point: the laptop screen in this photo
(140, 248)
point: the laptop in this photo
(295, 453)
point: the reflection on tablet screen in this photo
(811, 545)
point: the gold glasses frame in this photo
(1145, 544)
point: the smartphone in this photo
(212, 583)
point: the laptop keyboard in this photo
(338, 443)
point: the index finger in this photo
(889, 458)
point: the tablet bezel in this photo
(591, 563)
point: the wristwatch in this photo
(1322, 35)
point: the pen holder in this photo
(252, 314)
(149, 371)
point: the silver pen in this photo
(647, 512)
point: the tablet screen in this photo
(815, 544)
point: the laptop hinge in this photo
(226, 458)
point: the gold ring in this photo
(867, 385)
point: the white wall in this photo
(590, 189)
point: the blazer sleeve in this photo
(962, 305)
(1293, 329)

------

GOAL: Copy the listing word for word. Begin at the line that contains "point: the smartphone in this photo" and stop after the last line of the listing.

TASK RESULT:
point: the smartphone in this photo
(212, 583)
point: the laptop keyboard in this photo
(338, 443)
point: the index finger in this photo
(889, 458)
point: the tablet bezel in this photo
(591, 563)
point: the wristwatch in this photo
(1322, 35)
point: the pen holder in this photo
(252, 314)
(149, 371)
point: the silver pen in this photo
(647, 512)
point: the tablet screen in this photo
(815, 544)
point: the laptop hinge in this photo
(226, 458)
point: the gold ring in this photo
(867, 385)
point: the white wall in this photo
(590, 189)
point: the blazer sleeve in this photo
(962, 305)
(1293, 329)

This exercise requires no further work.